§ **Supplied passage**
====================

Re: [OMPI users] Dynamic processes connection and segfault on MPI_Comm_accept

2010-07-19 Thread Edgar Gabriel
Hm, so I am not sure how to approach this. First of all, the test case
works for me. I used up to 80 clients, and for both optimized and
non-optimized compilation. I ran the tests with trunk (not with 1.4
series, but the communicator code is identical in both cases). Clearly,
the patch from Ralph is necessary to make it work.

Additionally, I went through the communicator creation code for dynamic
communicators trying to find spots that could create problems. The only
place that I found the number 64 appear is the fortran-to-c mapping
arrays (e.g. for communicators), where the initial size of the table is
64. I looked twice over the pointer-array code to see whether we could
have a problem their (since it is a key-piece of the cid allocation code
for communicators), but I am fairly confident that it is correct.

Note, that we have other (non-dynamic tests), were comm_set is called
100,000 times, and the code per se does not seem to have a problem due
to being called too often. So I am not sure what else to look at.

====================

§ **Information provided**
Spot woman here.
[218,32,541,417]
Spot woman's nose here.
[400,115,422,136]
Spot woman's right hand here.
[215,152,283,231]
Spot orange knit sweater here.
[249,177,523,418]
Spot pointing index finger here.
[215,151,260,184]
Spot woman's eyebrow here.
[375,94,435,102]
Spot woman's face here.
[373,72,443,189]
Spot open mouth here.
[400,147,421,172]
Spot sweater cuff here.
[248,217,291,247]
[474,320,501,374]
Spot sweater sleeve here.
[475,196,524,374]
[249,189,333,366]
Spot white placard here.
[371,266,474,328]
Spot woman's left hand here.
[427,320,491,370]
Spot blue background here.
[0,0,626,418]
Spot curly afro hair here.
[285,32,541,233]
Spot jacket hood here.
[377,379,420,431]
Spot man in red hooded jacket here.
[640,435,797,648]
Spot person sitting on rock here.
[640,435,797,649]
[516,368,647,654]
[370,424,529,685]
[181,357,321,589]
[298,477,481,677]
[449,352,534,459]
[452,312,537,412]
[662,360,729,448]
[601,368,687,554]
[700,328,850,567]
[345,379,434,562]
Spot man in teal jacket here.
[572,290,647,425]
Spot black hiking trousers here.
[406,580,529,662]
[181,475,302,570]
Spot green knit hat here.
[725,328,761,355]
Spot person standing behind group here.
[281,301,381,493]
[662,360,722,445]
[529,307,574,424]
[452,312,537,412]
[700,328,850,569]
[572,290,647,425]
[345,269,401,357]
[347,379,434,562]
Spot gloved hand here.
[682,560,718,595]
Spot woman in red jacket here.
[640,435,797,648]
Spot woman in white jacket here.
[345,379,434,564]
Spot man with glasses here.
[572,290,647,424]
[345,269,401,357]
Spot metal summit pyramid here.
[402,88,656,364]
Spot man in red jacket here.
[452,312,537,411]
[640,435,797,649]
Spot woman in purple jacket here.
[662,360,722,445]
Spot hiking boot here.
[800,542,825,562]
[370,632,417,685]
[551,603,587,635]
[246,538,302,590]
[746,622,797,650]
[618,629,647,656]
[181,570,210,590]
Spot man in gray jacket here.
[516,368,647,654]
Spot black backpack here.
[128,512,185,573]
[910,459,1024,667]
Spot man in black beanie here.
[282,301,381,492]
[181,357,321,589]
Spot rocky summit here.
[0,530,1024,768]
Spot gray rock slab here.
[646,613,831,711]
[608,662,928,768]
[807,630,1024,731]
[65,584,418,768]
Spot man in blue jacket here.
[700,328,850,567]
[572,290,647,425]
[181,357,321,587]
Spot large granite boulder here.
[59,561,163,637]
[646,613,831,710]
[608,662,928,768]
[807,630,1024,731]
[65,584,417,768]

====================

§ **Set of tasks**
a - Answer these about the forum reply on the MPI_Comm_accept segfault:
(i) Up to how many clients did the writer use when testing?
(ii) What is the initial size of the fortran-to-c mapping table?
(iii) In the other non-dynamic tests, how many times is comm_set called?
b - Pick up the forum reply on the MPI_Comm_accept segfault after its last sentence and carry it on.

§ **Answers for the exercise**
a -
(i) Up to 80 clients.
(ii) 64.
(iii) 100,000 times.

b -
Edgar



On 7/13/2010 8:42 PM, Ralph Castain wrote:
> As far as I can tell, it appears the problem is somewhere in our communicator 
> setup. The people knowledgeable on that area are going to look into it later 
> this week.
> 
> I'm creating a ticket to track the problem and will copy you on it.
> 
> 
> On Jul 13, 2010, at 6:57 AM, Ralph Castain wrote:
> 
>>
>> On Jul 13, 2010, at 3:36 AM, Grzegorz Maj wrote:
>>
>>> Bad news..
>>> I've tried the latest patch with and without the prior one, but it
>>> hasn't changed anything. I've also tried using the old code but with
>>> the OMPI_DPM_BASE_MAXJOBIDS constant changed to 80, but it also didn't
>>> help.
>>> While looking through the sources of openmpi-1.4.2 I couldn't find any
>>> call of the function ompi_dpm_base_mark_dyncomm.
>>
>> It isn't directly called - it shows in ompi_comm_set as 
>> ompi_dpm.mark_dyncomm. You were definitely overrunning that array, but I 
>> guess something else is also being hit. Have to look further...
>>
>>
>>>
>>>
>>> 2010/7/12 Ralph Castain :
 Just so you don't have to wait for 1.4.3 release, here is the patch 
 (doesn't include the prior patch).




 On Jul 12, 2010, at 12:13 PM, Grzegorz Maj wrote:

> 2010/7/12 Ralph Castain :
>> Dug around a bit and found the problem!!
>>
>> I have no idea who or why this was done, but somebody set a limit of 64 
>> separate jobids in the dynamic init called by ompi_comm_set, which 
>> builds the intercommunicator. Unfortunately, they hard-wired the array 
>> size, but never check that size before adding to it.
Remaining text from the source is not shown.